**What you are asked to do**
Could every line of the data be printed exactly as it reads?

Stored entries
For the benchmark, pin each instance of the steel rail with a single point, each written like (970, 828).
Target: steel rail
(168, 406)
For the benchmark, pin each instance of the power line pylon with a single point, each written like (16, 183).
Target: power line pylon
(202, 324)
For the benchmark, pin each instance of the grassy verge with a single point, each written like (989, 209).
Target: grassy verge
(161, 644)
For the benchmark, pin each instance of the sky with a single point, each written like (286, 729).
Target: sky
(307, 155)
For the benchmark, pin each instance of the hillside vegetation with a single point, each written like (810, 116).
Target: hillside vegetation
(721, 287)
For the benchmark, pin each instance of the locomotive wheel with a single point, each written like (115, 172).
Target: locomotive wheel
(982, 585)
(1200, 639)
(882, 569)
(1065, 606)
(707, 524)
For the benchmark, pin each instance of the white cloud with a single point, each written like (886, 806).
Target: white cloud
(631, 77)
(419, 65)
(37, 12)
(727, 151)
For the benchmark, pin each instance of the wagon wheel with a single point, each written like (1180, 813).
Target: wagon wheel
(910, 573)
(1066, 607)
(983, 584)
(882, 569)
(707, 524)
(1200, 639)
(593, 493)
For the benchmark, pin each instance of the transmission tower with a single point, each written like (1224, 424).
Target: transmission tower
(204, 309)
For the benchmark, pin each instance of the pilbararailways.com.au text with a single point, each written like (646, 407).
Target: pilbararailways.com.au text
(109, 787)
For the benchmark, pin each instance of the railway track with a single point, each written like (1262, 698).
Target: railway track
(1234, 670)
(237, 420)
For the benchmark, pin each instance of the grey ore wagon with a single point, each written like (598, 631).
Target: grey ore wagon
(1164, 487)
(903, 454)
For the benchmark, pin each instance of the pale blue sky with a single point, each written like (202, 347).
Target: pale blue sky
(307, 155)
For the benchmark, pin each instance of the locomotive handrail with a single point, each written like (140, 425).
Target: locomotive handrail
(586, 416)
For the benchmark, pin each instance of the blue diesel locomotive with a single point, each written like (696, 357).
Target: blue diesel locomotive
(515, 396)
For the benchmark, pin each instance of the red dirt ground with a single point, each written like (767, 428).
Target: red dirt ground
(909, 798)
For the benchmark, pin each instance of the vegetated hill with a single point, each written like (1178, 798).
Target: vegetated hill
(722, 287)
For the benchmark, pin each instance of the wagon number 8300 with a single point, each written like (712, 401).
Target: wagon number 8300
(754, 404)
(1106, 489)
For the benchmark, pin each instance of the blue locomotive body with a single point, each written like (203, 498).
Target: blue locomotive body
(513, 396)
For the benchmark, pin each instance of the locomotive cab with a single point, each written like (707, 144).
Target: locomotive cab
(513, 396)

**Solution**
For the benchmark, pin each instance of the steel rail with a single point, each written like (970, 828).
Target: steel rail
(168, 406)
For the benchmark, pin each instance of the power line pylon with a single point, each written like (16, 183).
Target: power line pylon
(202, 324)
For the benchmark, pin each instance of the grassy verge with a single point, each written like (989, 209).
Target: grassy verge
(161, 644)
For the benchmark, pin each instance of the sky with a single point, each written like (286, 729).
Target: sky
(307, 155)
For the benchmark, pin each instance of the hillside vegetation with a single point, each written like (810, 116).
Target: hillside vegetation
(721, 287)
For the benchmark, pin each instance of the locomotive wheel with a single point, each written like (115, 172).
Target: locomotive wheel
(982, 585)
(1200, 639)
(882, 569)
(1065, 606)
(707, 524)
For the benchmark, pin each instance of the white cloud with a single point, each written like (886, 806).
Target: white cloud
(631, 77)
(419, 65)
(37, 12)
(727, 151)
For the benchmark, pin each instance of the wagon wheel with a single point, each written like (1180, 813).
Target: wagon wheel
(910, 573)
(1066, 607)
(983, 584)
(882, 569)
(707, 524)
(1200, 639)
(593, 493)
For the benchmark, pin each instance of the transmission tower with a single point, each written like (1224, 424).
Target: transmission tower
(204, 309)
For the benchmark, pin each instance of the pilbararailways.com.au text with a single point, each written like (646, 407).
Target: pilbararailways.com.au text
(109, 787)
For the benchmark, pin each instance of the railway track with a single point, each written like (1262, 698).
Target: railway track
(1234, 670)
(237, 420)
For the benchmark, pin each instance of the grey ore wagon with a single point, each written like (598, 631).
Target: grey ore wagon
(1164, 487)
(903, 454)
For the benchmark, pin each instance of the pale blue sky with a single point, each written like (202, 347).
Target: pale blue sky
(307, 155)
For the benchmark, pin each instance of the locomotive handrail with a single point, each written like (140, 425).
Target: locomotive handrail
(586, 416)
For the benchmark, pin each instance of the blue diesel locomotive with a single point, each written like (696, 357).
Target: blue diesel locomotive
(515, 396)
For the benchmark, pin each instance of the red dirt ground with a single point, each written like (767, 428).
Target: red dirt ground
(909, 798)
For the benchmark, pin each instance of the vegetated hill with a single point, each written like (1178, 798).
Target: vegetated hill
(722, 287)
For the benchmark, pin each instance of the wagon number 8300 with a single point, each written like (712, 401).
Target: wagon number 8300
(754, 404)
(1106, 489)
For the benchmark, pin each instance of the blue locomotive body with a single point, each written like (203, 498).
Target: blue locomotive body
(513, 396)
For the benchmark, pin each instance of the locomotive cab with a single point, each written like (707, 144).
Target: locomotive cab
(513, 396)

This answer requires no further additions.